__Dataset excerpts__:

-=-=-

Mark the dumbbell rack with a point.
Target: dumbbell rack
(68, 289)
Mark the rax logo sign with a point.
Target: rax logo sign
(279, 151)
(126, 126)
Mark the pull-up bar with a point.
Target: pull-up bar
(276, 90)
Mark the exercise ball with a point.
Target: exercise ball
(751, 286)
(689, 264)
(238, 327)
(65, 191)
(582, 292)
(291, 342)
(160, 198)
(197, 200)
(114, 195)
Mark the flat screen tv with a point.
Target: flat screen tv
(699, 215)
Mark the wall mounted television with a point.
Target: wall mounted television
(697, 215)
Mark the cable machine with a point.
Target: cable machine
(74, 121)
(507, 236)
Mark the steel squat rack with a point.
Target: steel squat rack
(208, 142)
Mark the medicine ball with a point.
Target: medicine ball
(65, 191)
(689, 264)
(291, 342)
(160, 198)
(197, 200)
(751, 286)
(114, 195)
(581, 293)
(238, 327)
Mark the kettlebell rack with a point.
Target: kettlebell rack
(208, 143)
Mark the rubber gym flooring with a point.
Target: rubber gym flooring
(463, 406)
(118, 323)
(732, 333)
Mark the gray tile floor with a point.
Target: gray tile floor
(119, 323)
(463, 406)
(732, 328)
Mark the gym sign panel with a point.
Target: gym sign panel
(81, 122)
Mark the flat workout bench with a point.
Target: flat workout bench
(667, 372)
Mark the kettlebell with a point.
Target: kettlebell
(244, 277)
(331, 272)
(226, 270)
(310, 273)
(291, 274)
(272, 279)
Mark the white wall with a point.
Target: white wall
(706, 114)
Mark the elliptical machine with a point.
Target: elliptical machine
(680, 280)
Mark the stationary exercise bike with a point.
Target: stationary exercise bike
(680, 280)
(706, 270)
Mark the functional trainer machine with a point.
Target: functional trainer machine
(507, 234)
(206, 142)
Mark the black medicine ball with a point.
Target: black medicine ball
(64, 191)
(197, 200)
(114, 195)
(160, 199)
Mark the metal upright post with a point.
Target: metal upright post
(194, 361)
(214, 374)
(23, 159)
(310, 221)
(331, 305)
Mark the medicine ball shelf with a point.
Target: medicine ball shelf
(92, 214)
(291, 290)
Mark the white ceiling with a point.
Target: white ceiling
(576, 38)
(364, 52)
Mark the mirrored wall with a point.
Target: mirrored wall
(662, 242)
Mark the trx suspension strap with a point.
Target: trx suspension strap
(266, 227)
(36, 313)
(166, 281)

-=-=-

__Task to carry out__:
Go to the line in the material above that contains "Target: stationary exercise bike" and copy exactly from there through the line that contains "Mark the white ceiling with a point.", stopping after it.

__Output__:
Target: stationary exercise bike
(680, 280)
(706, 270)
Mark the functional trainer machine with a point.
Target: functional trainer machine
(507, 234)
(206, 142)
Mark the black medicine ball with a point.
Target: black medicine ball
(64, 191)
(197, 200)
(114, 195)
(160, 199)
Mark the metal upright post with a point.
Target: metal upright post
(194, 361)
(214, 374)
(23, 159)
(310, 221)
(331, 305)
Mark the medicine ball shelf with a point.
Target: medicine ball shelf
(92, 214)
(291, 290)
Mark the white ceiling with a point.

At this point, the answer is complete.